== Extrait fourni ==

Le dernier film de Rian Johnson est sorti il y a quelques semaines déjà avec des retours assez variés concernant le contenu même du film. Certaines personnes ont ainsi célébré le traitement du mystère au sein de l’intrigue ainsi que son fond social tandis que d’autres ont justement critiqué cette approche de petit malin. Si le long-métrage a ses qualités comme ses défauts (notamment une mise en place sans doute trop longue), il y a un aspect qui mérite à nos yeux d’être abordé : son rapport à l’art. Ce dernier semble ainsi inextricable de l’intrigue tout en apportant une résonnance assez particulière au vu de certaines actions ayant fait récemment la une de l’actualité. En ce sens, essayons de voir quel regard le long-métrage pose par rapport à ce sujet. Bien évidemment, il vaut mieux lire ce contenu après avoir vu « Glass Onion ».
Prestation sonore
La première référence artistique peut se distinguer évidemment dans son titre, « Glass Onion ». Le film reprend ainsi une chanson des Beatles, nommant ici l’île où Miles Bron invite ses amis mais également le bar où ils se sont rencontrés. La métaphore même du titre sera par la suite explicitée par Benoît Blanc, parlant d’un semblant de couches qui ne dissimule que du vide, à l’instar de l’enquête et même du milliardaire faussement intelligent incarné par Edward Norton. Les fans des Beatles souligneront la proximité avec une chanson qui joue également d’une fausse profondeur pour se moquer de certaines personnes sur-analysant les morceaux. Ce vide musical peut également être assimilé à une certaine récurrence sonore servant essentiellement de blague : le gong égrenant les heures. Miles Bron déclarera ainsi avoir payé Philip Glass pour concevoir ce son, soulignant un faste ridicule au vu de la nature même de la demande. Rien que par cela, le film fait résonner un vide, celui de l’argent qui cherche à se célébrer par le biais de créations ne reproduisant au final qu’un creux intellectuel qu’aucune somme ne saurait combler. On aura beau namedroper les célébrités pour se justifier d’une dépense, jamais cela ne permettra de racheter une bêtise incommensurable.

===

Prolongez l'extrait sur l'art dans « Glass Onion » en reprenant après sa dernière phrase. Le matériel ne joue ici aucun rôle.

== Section des données ==

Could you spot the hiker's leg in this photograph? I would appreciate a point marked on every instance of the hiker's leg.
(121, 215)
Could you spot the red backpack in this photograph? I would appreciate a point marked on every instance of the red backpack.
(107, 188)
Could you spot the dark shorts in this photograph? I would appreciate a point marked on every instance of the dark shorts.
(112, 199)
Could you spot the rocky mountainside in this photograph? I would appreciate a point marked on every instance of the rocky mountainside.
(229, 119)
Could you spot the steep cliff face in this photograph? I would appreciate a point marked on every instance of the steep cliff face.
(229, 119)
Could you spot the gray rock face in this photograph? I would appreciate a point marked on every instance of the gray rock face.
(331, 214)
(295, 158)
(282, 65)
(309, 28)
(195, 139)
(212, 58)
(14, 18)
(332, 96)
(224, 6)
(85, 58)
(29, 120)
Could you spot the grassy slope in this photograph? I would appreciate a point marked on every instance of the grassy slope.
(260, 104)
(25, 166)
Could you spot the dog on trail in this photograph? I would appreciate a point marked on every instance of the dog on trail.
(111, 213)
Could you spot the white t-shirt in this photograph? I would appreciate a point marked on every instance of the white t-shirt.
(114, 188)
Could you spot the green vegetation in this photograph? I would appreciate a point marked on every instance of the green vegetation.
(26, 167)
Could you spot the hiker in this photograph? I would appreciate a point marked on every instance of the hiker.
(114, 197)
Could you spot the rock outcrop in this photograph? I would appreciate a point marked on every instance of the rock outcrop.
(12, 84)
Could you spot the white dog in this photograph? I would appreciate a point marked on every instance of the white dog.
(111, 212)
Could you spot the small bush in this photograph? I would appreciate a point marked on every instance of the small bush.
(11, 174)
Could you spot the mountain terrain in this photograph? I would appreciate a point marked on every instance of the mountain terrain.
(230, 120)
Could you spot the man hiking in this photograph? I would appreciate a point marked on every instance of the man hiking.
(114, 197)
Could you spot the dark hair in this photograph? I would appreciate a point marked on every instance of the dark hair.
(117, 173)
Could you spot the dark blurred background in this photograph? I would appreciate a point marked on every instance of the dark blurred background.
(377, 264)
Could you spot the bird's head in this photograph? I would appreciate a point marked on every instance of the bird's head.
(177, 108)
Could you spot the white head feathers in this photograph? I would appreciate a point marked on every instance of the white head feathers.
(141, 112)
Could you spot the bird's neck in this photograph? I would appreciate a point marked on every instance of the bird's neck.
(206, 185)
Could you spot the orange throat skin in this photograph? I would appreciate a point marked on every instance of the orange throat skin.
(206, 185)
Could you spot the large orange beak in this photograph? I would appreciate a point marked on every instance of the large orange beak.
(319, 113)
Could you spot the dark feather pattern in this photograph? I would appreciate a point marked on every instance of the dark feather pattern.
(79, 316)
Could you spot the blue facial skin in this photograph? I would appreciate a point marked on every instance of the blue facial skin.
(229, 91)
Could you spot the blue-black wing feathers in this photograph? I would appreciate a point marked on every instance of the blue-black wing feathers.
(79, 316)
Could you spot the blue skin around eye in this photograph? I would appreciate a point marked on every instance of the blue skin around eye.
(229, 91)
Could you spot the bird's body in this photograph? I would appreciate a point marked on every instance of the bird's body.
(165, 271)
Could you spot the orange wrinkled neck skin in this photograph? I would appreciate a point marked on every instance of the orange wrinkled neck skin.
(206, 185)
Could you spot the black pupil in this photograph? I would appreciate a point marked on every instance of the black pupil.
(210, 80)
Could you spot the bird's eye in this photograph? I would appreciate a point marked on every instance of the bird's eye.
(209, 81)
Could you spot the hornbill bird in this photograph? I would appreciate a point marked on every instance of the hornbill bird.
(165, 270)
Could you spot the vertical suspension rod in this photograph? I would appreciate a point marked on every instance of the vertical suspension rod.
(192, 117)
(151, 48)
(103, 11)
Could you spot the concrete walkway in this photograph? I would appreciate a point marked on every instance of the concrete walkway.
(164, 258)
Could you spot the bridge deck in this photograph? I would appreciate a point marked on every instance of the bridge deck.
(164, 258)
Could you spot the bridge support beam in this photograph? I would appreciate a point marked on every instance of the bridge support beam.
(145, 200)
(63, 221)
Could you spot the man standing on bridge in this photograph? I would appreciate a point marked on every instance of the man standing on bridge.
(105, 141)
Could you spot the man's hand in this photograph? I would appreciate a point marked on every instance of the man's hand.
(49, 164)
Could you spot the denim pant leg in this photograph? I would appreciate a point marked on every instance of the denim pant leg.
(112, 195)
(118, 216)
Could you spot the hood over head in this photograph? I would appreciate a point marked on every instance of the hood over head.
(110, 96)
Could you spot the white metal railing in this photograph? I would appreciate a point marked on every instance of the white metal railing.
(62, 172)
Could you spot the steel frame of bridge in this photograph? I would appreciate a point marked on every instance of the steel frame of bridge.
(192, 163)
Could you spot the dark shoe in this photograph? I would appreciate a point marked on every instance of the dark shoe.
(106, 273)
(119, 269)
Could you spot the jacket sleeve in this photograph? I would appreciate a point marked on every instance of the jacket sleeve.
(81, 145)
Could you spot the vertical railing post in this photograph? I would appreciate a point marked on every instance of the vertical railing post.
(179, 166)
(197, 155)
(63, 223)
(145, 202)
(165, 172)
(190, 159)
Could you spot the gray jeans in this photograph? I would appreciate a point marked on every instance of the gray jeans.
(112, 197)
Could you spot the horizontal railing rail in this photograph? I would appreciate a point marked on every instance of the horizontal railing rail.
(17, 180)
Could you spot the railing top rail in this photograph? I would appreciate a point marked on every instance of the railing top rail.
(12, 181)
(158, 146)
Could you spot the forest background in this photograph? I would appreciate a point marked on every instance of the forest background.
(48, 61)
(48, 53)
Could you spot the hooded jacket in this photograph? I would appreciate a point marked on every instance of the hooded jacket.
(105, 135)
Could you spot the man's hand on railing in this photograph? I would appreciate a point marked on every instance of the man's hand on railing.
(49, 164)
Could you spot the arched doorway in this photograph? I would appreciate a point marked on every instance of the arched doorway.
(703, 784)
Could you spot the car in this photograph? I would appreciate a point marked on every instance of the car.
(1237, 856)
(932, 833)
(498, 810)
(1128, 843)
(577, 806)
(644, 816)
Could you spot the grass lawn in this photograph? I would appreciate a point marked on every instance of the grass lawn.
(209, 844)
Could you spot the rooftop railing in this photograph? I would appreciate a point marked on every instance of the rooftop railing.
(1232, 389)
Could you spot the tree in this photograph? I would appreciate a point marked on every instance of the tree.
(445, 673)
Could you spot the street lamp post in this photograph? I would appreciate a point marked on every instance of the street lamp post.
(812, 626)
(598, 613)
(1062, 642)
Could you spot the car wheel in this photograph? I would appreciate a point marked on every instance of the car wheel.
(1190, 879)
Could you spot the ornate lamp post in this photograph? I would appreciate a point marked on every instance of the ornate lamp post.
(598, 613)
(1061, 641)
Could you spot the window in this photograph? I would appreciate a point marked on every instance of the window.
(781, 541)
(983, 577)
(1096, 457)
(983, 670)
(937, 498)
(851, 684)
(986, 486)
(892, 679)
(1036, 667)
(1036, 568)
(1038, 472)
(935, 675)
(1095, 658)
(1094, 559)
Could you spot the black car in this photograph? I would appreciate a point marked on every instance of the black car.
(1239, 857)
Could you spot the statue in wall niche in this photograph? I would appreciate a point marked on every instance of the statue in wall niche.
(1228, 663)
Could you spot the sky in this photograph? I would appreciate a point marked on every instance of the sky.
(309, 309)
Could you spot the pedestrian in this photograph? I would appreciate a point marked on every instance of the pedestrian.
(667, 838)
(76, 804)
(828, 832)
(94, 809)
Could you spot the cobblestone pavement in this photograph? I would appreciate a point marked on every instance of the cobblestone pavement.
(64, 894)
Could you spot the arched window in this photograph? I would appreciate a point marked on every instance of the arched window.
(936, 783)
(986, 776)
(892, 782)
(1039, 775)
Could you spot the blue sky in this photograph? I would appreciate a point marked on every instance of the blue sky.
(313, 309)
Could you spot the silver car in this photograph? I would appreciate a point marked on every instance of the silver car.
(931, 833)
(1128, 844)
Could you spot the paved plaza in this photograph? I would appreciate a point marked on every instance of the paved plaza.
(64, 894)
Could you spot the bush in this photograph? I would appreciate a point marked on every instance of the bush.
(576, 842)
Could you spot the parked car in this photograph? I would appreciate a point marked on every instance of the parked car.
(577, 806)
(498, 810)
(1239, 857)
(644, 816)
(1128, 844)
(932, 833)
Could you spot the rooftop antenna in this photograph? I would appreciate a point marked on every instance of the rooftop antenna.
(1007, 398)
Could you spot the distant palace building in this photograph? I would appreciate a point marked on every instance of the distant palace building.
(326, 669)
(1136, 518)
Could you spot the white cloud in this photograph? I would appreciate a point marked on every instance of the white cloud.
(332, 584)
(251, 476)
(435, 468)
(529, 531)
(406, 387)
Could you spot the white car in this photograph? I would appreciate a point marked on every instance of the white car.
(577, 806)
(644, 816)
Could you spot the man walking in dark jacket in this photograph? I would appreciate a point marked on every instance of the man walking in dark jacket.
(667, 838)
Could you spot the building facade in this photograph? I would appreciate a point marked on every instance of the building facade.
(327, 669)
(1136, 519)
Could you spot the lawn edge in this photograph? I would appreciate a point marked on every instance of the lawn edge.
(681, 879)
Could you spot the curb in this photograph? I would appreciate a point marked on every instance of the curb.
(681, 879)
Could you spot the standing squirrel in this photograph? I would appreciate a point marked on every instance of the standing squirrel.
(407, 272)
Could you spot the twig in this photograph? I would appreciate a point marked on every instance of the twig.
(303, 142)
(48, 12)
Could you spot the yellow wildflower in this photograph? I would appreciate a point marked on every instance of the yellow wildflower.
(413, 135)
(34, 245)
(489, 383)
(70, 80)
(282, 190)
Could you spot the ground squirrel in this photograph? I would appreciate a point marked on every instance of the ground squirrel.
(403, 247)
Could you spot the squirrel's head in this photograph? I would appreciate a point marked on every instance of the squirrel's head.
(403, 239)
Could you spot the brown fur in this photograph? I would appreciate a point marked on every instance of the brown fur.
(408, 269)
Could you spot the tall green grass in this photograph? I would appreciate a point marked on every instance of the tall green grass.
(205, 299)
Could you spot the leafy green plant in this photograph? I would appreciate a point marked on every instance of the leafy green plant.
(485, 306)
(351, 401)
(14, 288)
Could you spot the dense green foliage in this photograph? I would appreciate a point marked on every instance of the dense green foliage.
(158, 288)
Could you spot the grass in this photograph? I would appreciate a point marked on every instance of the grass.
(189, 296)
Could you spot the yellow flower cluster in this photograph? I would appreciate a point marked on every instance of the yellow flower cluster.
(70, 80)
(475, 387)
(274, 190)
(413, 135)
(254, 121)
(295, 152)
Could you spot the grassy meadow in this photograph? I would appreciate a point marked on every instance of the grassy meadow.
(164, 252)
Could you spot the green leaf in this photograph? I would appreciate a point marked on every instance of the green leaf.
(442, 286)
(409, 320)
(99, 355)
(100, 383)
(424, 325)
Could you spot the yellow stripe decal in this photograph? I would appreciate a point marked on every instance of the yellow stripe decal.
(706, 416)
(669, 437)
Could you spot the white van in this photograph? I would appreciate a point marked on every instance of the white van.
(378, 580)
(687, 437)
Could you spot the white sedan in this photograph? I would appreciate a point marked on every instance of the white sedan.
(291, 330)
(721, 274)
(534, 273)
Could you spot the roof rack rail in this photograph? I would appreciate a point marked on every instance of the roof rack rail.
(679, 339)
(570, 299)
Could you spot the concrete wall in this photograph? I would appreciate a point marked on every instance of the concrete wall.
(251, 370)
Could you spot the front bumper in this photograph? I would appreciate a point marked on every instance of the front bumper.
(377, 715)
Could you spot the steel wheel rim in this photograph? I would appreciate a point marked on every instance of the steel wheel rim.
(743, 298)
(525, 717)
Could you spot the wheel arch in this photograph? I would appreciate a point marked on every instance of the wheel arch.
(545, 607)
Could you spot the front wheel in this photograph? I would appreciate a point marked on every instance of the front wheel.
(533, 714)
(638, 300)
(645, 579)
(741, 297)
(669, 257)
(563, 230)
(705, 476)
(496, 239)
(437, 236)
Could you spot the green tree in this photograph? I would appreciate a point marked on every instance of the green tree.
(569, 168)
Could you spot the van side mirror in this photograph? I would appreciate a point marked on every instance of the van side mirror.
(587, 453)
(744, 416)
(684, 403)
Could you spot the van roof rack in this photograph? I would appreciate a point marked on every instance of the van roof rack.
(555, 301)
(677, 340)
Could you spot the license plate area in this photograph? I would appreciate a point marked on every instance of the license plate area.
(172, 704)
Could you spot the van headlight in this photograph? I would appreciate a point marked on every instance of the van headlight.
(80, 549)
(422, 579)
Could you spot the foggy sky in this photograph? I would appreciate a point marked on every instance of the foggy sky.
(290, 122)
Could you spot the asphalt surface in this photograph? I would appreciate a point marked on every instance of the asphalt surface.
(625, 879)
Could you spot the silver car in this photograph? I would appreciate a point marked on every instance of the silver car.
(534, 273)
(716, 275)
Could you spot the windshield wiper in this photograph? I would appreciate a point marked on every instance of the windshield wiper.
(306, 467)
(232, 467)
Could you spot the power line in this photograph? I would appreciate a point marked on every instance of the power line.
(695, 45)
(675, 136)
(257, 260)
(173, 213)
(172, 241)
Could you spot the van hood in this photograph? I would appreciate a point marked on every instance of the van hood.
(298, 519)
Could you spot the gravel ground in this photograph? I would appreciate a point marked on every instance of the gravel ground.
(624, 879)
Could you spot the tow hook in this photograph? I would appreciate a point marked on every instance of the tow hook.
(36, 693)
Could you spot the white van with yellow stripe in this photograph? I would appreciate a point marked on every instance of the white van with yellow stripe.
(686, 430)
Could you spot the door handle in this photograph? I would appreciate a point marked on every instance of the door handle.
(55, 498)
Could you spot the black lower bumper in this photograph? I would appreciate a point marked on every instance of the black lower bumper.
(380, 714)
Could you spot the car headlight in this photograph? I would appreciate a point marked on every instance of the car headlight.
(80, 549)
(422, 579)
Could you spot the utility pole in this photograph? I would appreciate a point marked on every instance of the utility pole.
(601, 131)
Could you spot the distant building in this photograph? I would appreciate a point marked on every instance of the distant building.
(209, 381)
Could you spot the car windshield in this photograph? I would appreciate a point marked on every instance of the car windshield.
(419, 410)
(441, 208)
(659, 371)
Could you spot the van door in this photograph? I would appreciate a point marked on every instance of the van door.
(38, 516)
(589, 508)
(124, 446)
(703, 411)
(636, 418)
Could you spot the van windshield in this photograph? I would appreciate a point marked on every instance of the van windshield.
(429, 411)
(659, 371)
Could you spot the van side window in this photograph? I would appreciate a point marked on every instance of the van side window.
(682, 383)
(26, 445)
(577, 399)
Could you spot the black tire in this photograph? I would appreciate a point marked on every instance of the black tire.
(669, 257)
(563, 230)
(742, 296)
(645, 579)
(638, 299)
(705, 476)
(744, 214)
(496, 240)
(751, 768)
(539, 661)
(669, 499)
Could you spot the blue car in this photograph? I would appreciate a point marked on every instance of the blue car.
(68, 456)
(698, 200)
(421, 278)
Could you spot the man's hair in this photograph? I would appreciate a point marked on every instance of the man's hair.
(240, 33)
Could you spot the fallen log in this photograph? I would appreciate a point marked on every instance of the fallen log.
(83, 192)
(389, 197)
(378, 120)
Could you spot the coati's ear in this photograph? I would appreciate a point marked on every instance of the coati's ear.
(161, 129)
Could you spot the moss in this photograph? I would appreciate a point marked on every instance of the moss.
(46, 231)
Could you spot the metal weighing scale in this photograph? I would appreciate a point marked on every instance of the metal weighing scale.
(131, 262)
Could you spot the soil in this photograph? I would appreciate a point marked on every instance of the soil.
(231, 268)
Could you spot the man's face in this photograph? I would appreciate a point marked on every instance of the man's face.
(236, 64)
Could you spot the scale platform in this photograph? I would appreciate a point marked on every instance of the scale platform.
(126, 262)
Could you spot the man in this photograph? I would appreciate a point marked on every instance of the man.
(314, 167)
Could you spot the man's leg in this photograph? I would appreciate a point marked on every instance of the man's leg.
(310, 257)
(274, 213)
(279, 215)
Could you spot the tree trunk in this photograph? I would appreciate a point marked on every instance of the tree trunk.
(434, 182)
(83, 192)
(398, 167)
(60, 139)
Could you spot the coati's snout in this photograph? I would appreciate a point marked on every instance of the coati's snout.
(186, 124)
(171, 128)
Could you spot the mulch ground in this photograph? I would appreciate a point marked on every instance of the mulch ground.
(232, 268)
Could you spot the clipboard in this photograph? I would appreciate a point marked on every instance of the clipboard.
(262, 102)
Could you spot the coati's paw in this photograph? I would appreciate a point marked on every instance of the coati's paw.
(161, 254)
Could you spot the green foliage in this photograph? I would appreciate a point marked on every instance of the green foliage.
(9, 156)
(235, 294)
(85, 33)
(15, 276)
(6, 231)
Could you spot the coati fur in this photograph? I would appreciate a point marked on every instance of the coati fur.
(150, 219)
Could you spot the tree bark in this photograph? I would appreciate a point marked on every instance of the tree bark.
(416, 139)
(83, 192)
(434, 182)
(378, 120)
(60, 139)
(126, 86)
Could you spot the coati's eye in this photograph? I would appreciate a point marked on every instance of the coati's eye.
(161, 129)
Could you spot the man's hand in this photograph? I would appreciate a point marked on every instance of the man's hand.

===

> Réponse proposée
Le gros de la référenciation artistique passera visuellement, avec notamment diverses statues en verre qui renforcent encore cette idée de creux derrière l’investissement ainsi qu’une récurrence visible. L’idée ici, faut-il le préciser ici, n’est pas que l’art n’a pas de couche mais qu’il peut être vidé de sens par la conception que s’en fait son audience. En s’entourant de ces statues, Miles Bron ne cherche jamais à mettre en avant leur statut artistique respectif mais leur valeur économique commune, une volonté de protection intellectuelle par la présence même d’œuvres. Il en ressort une incompréhension totale, même une absence de quête réflexive qui va évidemment se lier au traitement de l’intrigue. En ce sens, leur destruction est logique, n’appartenant plus à des créateurs qui auraient pu apporter une profondeur à ces œuvres mais rentrant en possession d’un être qui met constamment son ego en avant par une fausse complexité. Cela sera annoncé par l’opposition entre le groupe d’amis qui tente de résoudre le puzzle initial et la réaction d’Helen, réagissant par la destruction pour aller au plus simple tout en libérant l’objet de cet ego fantôme. Il est à noter l’apparition « tardive » de Miles, instaurant sa présence comme un spectre d’iconisation dont il faudra peler les couches pour mieux révéler sa superficialité.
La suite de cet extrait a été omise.